» QUESTIONS TO ANSWER:
A – In the article on anxiety signs in children and teenagers, retype the part that begins with the words "In our post" and ends with "many common symptoms.".
B – Summarize the article on anxiety signs in children and teenagers in two sentences.
C – Write the next part of the article on anxiety signs in children and teenagers, picking up after its last sentence.
EXCERPT TO READ below:
Signs of Anxiety in Children and Teenagers
Anxiety in children and teens is one of the most common mental health illnesses in Australia, not to mention one of the most debilitating. In 2015, around 6.9% of Australians aged 4-17 experienced an anxiety disorder. This is equivalent to 278,000 young people.
Given that those in this age group often demonstrate a range of behaviours that indicate distress and discomfort, it can be hard distinguishing between what’s normal and what requires diagnosis and treatment.
In our post today, we dive into signs of anxiety in children and teenagers. While there are subtle differences in anxiety in children and teenagers, there are many common symptoms.
Feeling irritable and experiencing frequent outbursts
For teens and children battling anxiety, constant irritability is likely to be one of the most obvious symptoms. The difficulty with this, however, is understanding whether irritation stems from personality factors or something much deeper than that.
If unexplained and sustained irritation is coupled with temper tantrums or emotional outbursts, you may be dealing with someone with anxiety.
End of EXCERPT TO READ.
STORED DATA below:
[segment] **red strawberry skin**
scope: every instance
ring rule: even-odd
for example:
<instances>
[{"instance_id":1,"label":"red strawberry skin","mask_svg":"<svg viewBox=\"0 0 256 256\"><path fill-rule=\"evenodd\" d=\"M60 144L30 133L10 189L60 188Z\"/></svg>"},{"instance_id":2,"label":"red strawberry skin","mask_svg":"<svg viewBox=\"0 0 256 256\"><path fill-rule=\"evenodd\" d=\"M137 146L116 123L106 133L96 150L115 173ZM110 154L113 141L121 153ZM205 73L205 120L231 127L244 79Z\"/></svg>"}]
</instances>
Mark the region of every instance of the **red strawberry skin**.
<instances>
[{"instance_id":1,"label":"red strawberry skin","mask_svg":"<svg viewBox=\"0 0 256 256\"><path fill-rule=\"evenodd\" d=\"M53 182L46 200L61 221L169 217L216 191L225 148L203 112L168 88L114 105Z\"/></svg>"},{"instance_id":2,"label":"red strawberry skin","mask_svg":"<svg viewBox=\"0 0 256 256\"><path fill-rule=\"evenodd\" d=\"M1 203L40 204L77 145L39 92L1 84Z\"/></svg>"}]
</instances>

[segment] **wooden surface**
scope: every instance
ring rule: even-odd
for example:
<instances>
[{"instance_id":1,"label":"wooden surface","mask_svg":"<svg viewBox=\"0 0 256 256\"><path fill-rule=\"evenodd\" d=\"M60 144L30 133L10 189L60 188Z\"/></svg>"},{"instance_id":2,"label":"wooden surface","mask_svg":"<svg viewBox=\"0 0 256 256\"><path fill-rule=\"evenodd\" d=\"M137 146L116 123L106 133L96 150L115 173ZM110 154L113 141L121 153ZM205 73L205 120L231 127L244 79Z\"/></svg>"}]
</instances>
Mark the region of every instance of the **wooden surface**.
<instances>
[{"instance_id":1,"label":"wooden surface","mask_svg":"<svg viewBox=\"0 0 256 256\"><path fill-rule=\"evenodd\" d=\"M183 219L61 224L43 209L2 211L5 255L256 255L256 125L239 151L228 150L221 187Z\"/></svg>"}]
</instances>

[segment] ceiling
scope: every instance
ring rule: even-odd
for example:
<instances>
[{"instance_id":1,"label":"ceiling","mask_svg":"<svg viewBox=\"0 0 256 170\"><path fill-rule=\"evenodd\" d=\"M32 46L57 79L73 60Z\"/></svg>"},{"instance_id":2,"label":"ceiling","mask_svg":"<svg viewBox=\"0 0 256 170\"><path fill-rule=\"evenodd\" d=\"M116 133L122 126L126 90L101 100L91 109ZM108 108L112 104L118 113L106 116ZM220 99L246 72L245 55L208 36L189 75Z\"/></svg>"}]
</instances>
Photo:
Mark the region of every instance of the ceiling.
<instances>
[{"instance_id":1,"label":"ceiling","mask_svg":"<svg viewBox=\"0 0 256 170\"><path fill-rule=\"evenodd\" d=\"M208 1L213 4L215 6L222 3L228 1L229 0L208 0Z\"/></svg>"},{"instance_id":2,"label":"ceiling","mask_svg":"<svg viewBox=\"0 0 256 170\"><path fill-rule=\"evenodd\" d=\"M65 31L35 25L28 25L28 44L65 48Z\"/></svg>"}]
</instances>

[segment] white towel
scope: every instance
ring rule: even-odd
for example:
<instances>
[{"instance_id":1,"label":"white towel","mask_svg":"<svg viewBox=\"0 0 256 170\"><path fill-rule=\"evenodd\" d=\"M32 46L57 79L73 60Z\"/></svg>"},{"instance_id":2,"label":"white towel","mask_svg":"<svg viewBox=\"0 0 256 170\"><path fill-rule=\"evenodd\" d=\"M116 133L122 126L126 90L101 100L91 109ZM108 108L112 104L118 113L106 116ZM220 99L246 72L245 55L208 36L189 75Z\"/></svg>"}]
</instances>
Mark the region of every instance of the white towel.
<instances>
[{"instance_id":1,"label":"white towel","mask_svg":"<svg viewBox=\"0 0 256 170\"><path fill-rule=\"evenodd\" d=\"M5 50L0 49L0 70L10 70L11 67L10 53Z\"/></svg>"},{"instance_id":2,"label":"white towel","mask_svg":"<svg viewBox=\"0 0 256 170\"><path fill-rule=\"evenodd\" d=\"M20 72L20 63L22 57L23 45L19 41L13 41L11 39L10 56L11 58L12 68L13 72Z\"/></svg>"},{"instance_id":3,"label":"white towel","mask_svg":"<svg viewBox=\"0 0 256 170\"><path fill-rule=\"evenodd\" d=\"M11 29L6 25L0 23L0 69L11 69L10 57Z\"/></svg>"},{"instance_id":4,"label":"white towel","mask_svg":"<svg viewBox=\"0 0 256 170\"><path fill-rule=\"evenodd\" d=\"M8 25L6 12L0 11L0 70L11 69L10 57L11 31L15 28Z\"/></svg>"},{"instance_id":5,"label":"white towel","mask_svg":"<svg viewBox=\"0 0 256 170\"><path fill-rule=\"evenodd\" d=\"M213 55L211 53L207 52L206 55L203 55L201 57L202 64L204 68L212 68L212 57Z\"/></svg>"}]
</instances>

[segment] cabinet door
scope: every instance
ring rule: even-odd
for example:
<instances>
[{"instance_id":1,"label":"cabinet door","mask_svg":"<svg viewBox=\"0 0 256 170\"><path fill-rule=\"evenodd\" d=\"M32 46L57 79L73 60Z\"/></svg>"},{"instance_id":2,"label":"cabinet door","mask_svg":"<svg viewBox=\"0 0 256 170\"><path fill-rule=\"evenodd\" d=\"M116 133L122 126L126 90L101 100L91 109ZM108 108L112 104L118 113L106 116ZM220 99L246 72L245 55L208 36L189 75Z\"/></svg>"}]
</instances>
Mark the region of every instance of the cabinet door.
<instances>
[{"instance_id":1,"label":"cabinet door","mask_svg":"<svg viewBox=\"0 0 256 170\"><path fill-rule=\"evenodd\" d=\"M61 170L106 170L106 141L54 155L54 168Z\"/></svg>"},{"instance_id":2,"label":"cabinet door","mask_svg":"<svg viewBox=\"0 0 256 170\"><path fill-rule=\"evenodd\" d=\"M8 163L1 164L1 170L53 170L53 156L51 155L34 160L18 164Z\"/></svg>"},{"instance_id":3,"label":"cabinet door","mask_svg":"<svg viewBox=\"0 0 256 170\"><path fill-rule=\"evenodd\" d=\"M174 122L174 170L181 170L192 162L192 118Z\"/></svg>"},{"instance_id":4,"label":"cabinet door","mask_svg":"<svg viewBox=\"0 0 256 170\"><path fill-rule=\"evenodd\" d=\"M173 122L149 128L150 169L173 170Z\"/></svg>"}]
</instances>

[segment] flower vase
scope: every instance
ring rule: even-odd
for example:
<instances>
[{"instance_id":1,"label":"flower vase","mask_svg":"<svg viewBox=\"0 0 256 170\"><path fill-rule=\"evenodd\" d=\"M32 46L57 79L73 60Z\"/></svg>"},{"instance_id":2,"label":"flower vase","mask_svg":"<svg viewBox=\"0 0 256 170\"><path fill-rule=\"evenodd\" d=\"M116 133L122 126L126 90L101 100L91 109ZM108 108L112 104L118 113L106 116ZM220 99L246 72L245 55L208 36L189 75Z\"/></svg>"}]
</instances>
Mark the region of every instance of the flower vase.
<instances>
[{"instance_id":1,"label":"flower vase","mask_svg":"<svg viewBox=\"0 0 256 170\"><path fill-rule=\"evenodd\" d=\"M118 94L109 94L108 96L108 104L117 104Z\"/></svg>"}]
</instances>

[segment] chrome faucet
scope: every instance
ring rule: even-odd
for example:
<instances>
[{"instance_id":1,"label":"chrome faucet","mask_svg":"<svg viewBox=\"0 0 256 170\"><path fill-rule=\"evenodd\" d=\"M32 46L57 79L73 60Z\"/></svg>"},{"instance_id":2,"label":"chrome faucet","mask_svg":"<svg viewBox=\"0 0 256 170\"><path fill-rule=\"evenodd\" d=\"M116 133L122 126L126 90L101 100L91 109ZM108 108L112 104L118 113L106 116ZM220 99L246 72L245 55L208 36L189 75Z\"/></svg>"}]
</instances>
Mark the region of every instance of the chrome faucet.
End of STORED DATA.
» ANSWERS FOR THIS EXERCISE:
A –
In our post today, we dive into signs of anxiety in children and teenagers. While there are subtle differences in anxiety in children and teenagers, there are many common symptoms.

B – Anxiety is one of the most common and debilitating mental health illnesses among Australian children and teens, and in 2015 about 6.9% of Australians aged 4-17, or 278,000 young people, experienced an anxiety disorder. Because young people often show signs of distress, it can be hard to tell normal behavior from anxiety, but unexplained, sustained irritation paired with temper tantrums or emotional outbursts may mean a young person has anxiety.

C –
Restlessness and sleeping difficulties
Another sign of this condition could be constant restlessness and sleeping difficulties. Given the nature of anxiety – where children and teens are gripped with intrusive thoughts and constant worries – it’s easy to feel restless and have trouble sleeping.
Does your child display any of these symptoms to a troubling degree? Try and see if there may be any other factors causing this behaviour.
Stomach aches/gastrointestinal issues
If your child or student has been experiencing frequent and unexplained stomach aches/runny stomaches or other gastrointestinal issues, particularly when something stressful happens, it could be a sign of anxiety.
If you’ve taken them to a doctor or if you realise that there are no other triggers for these reactions, it may be time to consult a psychologist for help. Gastric disturbances tend to be one of the most tell-tale signs of anxiety.
Constant complaints of poor health
Anxiety wrecks the mental wellbeing of anyone who suffers from it, and this is especially true for children and teenagers.
Because of their poor mental health, children and teens may report symptoms of sickness, such as headaches, fever, exhaustion, and other physical symptoms, all of which, ultimately, point to anxiety.
It’s important, however, to make sure that these signs are not the results of an actual physical illness. Take your child to the doctor’s if these symptoms persist.
Excessive worrying and experiencing negative thoughts
Anxiety in children and teenagers causes them to worry and stress even in the absence of any real reason they should.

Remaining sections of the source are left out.